EXERCISE: Report only how many lines in the material contain "texture".

DATASET EXCERPTS:
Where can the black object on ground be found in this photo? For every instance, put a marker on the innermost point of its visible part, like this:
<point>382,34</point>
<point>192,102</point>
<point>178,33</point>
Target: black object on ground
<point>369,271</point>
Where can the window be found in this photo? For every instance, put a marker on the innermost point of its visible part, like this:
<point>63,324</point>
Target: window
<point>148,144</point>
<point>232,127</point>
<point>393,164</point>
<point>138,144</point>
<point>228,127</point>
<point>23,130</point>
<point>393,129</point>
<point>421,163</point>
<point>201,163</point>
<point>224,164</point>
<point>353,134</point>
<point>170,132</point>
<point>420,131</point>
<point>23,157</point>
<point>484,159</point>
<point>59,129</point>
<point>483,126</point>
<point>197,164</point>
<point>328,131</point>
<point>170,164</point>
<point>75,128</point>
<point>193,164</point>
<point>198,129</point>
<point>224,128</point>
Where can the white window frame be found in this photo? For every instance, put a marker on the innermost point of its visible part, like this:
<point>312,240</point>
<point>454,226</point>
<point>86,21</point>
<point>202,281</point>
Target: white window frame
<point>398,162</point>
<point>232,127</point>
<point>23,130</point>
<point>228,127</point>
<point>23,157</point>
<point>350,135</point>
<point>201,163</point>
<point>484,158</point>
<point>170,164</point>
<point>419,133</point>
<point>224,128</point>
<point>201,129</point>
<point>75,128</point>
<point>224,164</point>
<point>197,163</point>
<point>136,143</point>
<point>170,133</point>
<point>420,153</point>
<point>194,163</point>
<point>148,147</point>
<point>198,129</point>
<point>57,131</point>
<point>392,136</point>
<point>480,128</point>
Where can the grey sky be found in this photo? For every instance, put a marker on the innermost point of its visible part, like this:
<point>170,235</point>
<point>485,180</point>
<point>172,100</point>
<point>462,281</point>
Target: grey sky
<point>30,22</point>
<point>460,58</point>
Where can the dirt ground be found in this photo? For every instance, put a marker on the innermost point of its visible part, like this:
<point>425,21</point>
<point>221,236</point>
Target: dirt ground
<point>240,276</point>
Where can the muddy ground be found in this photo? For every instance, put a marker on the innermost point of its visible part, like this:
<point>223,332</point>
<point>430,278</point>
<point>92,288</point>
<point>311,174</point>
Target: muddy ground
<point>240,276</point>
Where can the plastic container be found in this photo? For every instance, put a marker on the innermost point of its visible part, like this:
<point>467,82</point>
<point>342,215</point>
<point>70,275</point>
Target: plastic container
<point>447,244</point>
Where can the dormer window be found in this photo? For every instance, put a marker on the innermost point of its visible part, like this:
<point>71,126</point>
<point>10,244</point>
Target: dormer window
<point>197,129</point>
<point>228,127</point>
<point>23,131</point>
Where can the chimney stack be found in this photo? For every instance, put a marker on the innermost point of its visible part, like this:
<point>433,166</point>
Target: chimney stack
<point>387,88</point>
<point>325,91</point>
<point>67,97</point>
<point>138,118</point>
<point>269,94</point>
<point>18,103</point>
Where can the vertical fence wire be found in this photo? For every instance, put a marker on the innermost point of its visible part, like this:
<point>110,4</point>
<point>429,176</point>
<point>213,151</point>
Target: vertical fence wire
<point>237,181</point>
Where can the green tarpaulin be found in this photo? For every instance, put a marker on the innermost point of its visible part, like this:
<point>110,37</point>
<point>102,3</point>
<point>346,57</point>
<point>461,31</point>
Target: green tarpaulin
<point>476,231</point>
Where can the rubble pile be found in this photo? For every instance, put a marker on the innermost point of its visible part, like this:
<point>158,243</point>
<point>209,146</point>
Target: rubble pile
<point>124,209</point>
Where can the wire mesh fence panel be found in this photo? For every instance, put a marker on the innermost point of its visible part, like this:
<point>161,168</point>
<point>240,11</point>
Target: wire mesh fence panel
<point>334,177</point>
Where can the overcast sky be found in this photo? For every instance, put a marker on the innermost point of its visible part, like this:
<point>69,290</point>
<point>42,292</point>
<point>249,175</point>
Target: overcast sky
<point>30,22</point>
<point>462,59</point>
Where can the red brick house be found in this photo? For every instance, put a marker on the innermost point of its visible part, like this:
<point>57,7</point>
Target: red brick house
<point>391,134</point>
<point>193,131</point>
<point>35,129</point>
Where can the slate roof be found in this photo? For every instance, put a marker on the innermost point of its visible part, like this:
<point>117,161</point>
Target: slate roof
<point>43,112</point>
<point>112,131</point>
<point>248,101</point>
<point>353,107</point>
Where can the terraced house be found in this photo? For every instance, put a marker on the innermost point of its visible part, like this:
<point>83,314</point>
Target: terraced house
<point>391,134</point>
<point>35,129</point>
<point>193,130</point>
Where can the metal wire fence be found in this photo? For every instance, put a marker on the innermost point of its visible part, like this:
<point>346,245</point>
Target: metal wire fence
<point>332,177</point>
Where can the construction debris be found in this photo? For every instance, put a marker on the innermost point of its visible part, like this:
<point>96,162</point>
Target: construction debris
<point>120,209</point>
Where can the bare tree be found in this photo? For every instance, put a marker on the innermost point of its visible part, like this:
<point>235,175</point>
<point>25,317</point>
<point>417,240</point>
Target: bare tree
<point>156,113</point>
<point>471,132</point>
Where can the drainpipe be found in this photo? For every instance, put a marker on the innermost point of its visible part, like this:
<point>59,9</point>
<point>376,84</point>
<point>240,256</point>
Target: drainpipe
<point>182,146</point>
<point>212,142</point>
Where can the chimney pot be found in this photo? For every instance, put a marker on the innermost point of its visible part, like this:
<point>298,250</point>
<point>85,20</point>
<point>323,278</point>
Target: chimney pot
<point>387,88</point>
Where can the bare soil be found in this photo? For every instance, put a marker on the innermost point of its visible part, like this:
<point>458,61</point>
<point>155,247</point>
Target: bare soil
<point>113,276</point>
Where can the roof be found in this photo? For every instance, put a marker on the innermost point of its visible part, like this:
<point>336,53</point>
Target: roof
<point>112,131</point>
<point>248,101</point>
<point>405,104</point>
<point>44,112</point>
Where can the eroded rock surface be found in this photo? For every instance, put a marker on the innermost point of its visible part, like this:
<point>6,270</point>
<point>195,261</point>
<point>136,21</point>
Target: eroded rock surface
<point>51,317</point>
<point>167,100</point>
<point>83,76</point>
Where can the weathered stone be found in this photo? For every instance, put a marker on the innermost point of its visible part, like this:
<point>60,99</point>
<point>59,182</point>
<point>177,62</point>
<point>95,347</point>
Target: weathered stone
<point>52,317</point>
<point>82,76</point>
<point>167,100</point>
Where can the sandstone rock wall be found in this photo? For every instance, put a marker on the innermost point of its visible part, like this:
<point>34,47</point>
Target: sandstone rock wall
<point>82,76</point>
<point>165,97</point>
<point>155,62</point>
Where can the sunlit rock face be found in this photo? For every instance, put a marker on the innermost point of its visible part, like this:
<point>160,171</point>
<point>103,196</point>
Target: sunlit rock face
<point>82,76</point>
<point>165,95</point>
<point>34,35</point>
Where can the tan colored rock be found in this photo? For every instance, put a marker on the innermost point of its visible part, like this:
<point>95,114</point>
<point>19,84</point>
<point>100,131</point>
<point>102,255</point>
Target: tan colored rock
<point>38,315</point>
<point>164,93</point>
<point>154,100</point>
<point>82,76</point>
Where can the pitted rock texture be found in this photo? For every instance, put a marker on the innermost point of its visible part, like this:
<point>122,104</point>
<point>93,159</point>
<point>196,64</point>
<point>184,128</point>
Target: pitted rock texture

SOLVED EXERCISE: 2